■ What this task involves:
Write out all of the entries exactly as given.

[Saved entries]
::::::::::

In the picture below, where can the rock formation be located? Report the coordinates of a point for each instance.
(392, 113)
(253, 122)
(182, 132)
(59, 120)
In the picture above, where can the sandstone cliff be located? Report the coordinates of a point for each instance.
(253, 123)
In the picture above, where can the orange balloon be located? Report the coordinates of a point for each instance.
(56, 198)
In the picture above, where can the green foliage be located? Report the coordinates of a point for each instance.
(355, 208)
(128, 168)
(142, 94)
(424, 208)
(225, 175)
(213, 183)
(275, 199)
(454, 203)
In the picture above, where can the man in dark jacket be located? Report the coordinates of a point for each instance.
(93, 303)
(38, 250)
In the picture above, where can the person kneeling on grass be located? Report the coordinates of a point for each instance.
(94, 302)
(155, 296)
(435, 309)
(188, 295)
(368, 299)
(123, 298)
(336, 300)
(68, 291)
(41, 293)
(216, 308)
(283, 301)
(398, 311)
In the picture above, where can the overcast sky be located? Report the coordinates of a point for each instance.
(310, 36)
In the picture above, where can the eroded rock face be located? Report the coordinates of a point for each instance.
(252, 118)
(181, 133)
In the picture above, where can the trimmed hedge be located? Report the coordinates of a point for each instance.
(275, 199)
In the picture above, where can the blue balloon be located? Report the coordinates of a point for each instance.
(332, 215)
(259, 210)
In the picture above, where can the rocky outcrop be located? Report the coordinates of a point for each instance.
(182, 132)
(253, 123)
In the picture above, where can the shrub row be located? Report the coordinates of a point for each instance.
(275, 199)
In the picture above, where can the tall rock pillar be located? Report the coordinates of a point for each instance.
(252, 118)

::::::::::

■ Task solution:
In the picture below, where can the rock formation be located? Report the coordinates of a point for each instance.
(392, 113)
(253, 122)
(182, 132)
(59, 120)
In the picture above, where can the sandstone cliff be located? Report the coordinates of a point for each instance.
(253, 123)
In the picture above, where can the orange balloon be located? Report the coordinates of a point for each instance.
(56, 198)
In the picture above, where can the green foliage be located? Report the coordinates of a point for each instance.
(355, 208)
(128, 168)
(142, 94)
(424, 208)
(225, 175)
(213, 183)
(275, 199)
(454, 203)
In the picture above, where can the man in dark jacket be located? Report the coordinates of a point for each instance.
(93, 303)
(38, 250)
In the picture above, where can the person kneeling on grass be located? Report the coordinates of a point for each instance.
(94, 302)
(155, 296)
(435, 309)
(188, 295)
(368, 299)
(123, 298)
(336, 300)
(68, 291)
(41, 293)
(216, 308)
(283, 301)
(398, 311)
In the picture above, where can the overcast sky be located? Report the coordinates of a point for each instance.
(310, 36)
In the picture above, where can the eroded rock face be located? Report the coordinates of a point for each instance.
(252, 118)
(181, 133)
In the picture above, where can the trimmed hedge be located? Report the coordinates of a point for each instance.
(275, 199)
In the picture above, where can the blue balloon be located? Report the coordinates of a point for each instance.
(332, 215)
(259, 210)
In the picture above, where can the rocky outcrop be located? Report the coordinates of a point for each instance.
(182, 132)
(253, 123)
In the picture above, where can the shrub row be located? Report the coordinates of a point for each instance.
(275, 199)
In the picture above, where can the tall rock pillar be located? Report the coordinates of a point for each instance.
(252, 118)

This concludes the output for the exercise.